### STATED PROBLEM
Lay out the records below as a two-column CSV with the header row input,output and one row per record. Put each record's text in the input column and its answer in the output column, enclosing every field in double quotes and replacing any line breaks with spaces.

### PROVIDED DATA

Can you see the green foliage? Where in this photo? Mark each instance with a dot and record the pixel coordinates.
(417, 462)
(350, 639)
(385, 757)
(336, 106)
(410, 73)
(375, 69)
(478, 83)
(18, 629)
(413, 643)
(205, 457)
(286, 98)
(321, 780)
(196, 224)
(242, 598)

### RESPONSE TO THIS TASK
input,output
"Can you see the green foliage? Where in this photo? Mark each instance with a dot and record the pixel coordinates.","(417, 462) (350, 639) (385, 757) (336, 106) (410, 73) (375, 69) (478, 83) (18, 629) (413, 643) (205, 457) (286, 98) (321, 780) (196, 224) (242, 598)"